### TASK OBJECTIVE
Nothing but the lines from the start of the entries through the line containing "box: [884, 304, 1062, 506]" should appear in the answer, each given exactly.
....
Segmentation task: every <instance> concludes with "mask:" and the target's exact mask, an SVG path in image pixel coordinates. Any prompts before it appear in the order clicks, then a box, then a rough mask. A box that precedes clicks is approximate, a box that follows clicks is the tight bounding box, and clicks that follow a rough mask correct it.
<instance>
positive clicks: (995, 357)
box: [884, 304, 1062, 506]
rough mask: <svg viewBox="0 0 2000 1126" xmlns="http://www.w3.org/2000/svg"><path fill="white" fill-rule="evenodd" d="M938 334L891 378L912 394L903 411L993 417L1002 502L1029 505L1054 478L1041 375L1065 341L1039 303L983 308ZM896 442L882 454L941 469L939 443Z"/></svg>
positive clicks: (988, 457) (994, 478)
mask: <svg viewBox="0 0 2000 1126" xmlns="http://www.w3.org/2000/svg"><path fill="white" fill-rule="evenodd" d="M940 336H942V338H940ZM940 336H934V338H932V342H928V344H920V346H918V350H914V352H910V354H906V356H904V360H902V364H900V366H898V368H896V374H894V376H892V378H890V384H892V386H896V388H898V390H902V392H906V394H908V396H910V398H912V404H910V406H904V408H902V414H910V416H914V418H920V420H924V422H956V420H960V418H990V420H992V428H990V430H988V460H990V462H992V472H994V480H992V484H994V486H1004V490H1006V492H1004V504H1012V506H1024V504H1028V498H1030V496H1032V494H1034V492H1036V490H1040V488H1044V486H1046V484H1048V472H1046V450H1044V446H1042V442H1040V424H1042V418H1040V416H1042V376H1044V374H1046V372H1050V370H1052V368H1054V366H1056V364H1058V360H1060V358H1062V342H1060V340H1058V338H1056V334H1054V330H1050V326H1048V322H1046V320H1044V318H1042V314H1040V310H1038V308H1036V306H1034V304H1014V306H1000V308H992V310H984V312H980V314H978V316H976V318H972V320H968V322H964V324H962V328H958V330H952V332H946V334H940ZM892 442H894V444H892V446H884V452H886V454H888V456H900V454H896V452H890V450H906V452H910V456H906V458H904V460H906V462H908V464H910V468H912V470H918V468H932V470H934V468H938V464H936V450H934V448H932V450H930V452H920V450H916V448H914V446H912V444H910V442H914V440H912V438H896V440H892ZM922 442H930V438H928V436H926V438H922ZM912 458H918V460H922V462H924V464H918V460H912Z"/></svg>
....
### ANSWER SPACE
Segmentation task: every <instance> concludes with "mask:" and the target's exact mask, an SVG path in image pixel coordinates. Any prompts before it appear in the order clicks, then a box, then a rough mask. A box that precedes clicks is approximate, a box that follows clicks is the tight bounding box, and clicks that follow a rough mask correct it.
<instance>
positive clicks: (995, 357)
box: [884, 304, 1062, 506]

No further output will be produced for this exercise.